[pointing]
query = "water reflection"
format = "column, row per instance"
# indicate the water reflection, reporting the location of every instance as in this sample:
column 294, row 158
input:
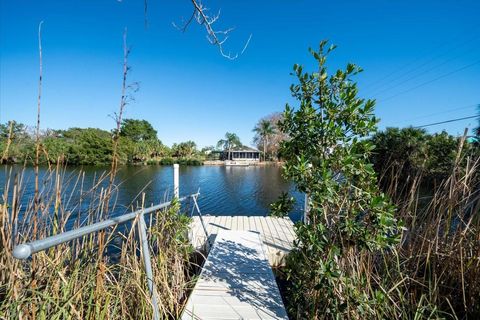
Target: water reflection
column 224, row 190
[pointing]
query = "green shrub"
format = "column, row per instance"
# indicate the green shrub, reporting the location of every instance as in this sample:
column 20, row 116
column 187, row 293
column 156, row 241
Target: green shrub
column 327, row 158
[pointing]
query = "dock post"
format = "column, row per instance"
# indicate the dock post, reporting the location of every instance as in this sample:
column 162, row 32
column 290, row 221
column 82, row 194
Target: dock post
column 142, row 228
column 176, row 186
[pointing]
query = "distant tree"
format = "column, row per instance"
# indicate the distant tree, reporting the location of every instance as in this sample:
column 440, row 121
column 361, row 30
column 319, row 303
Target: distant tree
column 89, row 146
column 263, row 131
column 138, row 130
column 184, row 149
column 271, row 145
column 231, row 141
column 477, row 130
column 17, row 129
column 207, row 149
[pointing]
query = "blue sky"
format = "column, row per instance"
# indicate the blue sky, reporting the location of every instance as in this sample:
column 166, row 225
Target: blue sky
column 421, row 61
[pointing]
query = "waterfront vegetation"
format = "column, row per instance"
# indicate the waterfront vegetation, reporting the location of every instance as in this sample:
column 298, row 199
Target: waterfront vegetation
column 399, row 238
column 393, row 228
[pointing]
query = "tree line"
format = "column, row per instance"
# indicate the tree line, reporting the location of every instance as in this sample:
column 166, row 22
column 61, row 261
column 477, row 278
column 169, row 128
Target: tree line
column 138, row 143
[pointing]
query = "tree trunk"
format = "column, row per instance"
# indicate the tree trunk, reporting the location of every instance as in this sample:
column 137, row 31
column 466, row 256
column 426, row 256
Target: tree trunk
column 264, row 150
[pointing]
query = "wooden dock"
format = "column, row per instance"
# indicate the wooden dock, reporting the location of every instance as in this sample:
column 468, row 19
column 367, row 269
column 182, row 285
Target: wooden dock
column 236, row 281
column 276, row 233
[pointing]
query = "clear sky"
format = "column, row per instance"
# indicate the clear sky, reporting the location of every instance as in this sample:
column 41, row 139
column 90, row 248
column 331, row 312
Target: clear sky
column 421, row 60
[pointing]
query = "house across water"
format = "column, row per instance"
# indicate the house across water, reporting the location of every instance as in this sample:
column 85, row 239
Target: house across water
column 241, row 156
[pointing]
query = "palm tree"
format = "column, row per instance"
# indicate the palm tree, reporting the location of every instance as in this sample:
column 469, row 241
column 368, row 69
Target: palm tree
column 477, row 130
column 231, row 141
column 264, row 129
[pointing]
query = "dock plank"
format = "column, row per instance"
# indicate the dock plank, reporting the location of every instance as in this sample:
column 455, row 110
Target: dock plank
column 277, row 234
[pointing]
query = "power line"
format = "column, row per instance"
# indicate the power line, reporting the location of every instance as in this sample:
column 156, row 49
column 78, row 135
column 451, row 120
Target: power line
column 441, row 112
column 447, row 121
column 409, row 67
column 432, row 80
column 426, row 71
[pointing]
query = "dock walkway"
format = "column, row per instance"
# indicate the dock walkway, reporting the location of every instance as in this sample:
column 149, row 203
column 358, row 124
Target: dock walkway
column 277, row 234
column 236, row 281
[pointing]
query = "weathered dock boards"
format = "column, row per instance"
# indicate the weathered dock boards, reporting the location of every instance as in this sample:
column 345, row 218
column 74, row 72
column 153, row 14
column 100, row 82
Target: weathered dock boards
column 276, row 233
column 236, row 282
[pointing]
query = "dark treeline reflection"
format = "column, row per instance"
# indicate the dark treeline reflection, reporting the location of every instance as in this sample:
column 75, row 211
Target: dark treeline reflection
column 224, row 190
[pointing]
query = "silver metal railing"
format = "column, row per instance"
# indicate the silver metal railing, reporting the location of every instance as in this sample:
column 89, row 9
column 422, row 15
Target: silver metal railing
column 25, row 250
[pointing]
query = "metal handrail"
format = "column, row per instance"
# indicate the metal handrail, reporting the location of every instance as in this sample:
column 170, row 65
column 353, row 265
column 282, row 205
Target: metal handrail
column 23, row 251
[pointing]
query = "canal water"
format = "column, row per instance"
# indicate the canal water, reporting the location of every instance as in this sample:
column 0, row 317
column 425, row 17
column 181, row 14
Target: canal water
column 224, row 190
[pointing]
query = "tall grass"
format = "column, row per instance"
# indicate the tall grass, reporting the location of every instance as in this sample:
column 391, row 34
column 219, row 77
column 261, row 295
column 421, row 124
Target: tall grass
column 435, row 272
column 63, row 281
....................
- What the task asks
Retype all of the lines above word for word, leaving out the pictures.

- Solution to this exercise
[pointing]
query = "water reflection"
format = "column, row per instance"
# indicate the water reflection, reporting the location of every instance as in this sample:
column 294, row 158
input:
Target: water reflection
column 224, row 190
[pointing]
query = "green shrub"
format = "column, row per instance"
# indicate the green shrub, reporting the location of every instance as in this sample:
column 20, row 116
column 187, row 293
column 156, row 241
Target: green shrub
column 327, row 158
[pointing]
query = "dock post"
format = "column, row per instance"
# indicate the dock post, reporting the location of every instance as in this sample:
column 162, row 32
column 290, row 221
column 82, row 194
Target: dock post
column 142, row 228
column 176, row 186
[pointing]
query = "distant tree"
format = "column, row per instance"
# indicate the distant tree, reporting the location of every instance as in this sample:
column 440, row 121
column 361, row 30
column 319, row 303
Target: distant tree
column 89, row 146
column 263, row 131
column 138, row 130
column 184, row 149
column 271, row 145
column 231, row 141
column 477, row 130
column 17, row 129
column 207, row 149
[pointing]
query = "blue sky"
format = "column, row per instance"
# indicate the blue sky, reporting the location of every instance as in this sample:
column 166, row 225
Target: blue sky
column 421, row 61
[pointing]
query = "waterfront vegetation"
format = "column, row per instance"
# indicate the waterfront vegetation, reporting the location of every instance as in this sample:
column 298, row 199
Target: waterfront vegetation
column 399, row 238
column 393, row 228
[pointing]
query = "tree line"
format = "column, row per instance"
# indicate the tree line, reporting the location of every instance as in this sample:
column 166, row 22
column 61, row 261
column 477, row 278
column 169, row 128
Target: tree line
column 138, row 143
[pointing]
query = "tree trunk"
format = "column, row per instance"
# indicate the tree trunk, reporting the location of every instance as in this sample:
column 137, row 31
column 466, row 256
column 426, row 256
Target: tree trunk
column 264, row 150
[pointing]
query = "wooden dock"
format = "column, row per instance"
# indicate the wooden dock, reporting the location of every instance as in this sample:
column 468, row 19
column 367, row 269
column 182, row 285
Target: wooden dock
column 236, row 281
column 276, row 233
[pointing]
query = "clear sky"
format = "column, row per instance"
# indicate the clear sky, reporting the location of every instance as in this sample:
column 41, row 139
column 90, row 248
column 331, row 312
Target: clear sky
column 421, row 60
[pointing]
query = "house across water"
format = "column, row per instance"
# indicate the house across water, reporting the location of every instance as in this sample:
column 85, row 239
Target: house across water
column 241, row 156
[pointing]
query = "palm tree"
format = "column, row per instance"
# indicate the palm tree, reporting the location of every instance as in this sample:
column 469, row 241
column 368, row 69
Target: palm tree
column 477, row 130
column 231, row 141
column 264, row 129
[pointing]
query = "dock plank"
format = "column, row per instance"
# indicate the dock plank, reporting the location of every instance as in this sample:
column 455, row 110
Target: dock plank
column 277, row 234
[pointing]
query = "power line"
format = "column, row per instance"
# indicate the power line, reporting the location of every instance as in this sample:
column 156, row 49
column 78, row 135
column 451, row 120
Target: power line
column 441, row 112
column 447, row 121
column 409, row 67
column 432, row 80
column 426, row 71
[pointing]
query = "dock walkway"
format = "column, row per instance"
# indicate the dock walkway, reporting the location of every instance as in this sample:
column 149, row 203
column 358, row 124
Target: dock walkway
column 277, row 234
column 236, row 281
[pointing]
query = "weathered dock boards"
format = "column, row per instance"
# indicate the weathered dock boards, reporting the location of every instance as in this sample:
column 345, row 218
column 74, row 72
column 153, row 14
column 100, row 82
Target: weathered dock boards
column 276, row 233
column 236, row 282
[pointing]
query = "dark treeline reflection"
format = "column, row per instance"
# indicate the dark treeline reflection, reporting the location of every instance as in this sample:
column 75, row 211
Target: dark treeline reflection
column 224, row 190
[pointing]
query = "silver metal railing"
format = "column, row per instance"
# indicate the silver metal railing, reporting the location of every instance as in this sample:
column 89, row 9
column 422, row 15
Target: silver metal railing
column 25, row 250
[pointing]
query = "metal handrail"
format = "column, row per instance"
# indicate the metal handrail, reporting the location of every instance as in this sample:
column 170, row 65
column 353, row 265
column 282, row 205
Target: metal handrail
column 23, row 251
[pointing]
query = "canal water"
format = "column, row per instance"
# indicate the canal water, reporting the location of every instance as in this sample:
column 0, row 317
column 425, row 17
column 181, row 14
Target: canal water
column 224, row 190
[pointing]
query = "tall grass"
format = "column, row per instance"
# indicate the tall grass, reporting the location of every instance as in this sample:
column 391, row 34
column 219, row 77
column 261, row 295
column 421, row 124
Target: tall grass
column 435, row 272
column 63, row 281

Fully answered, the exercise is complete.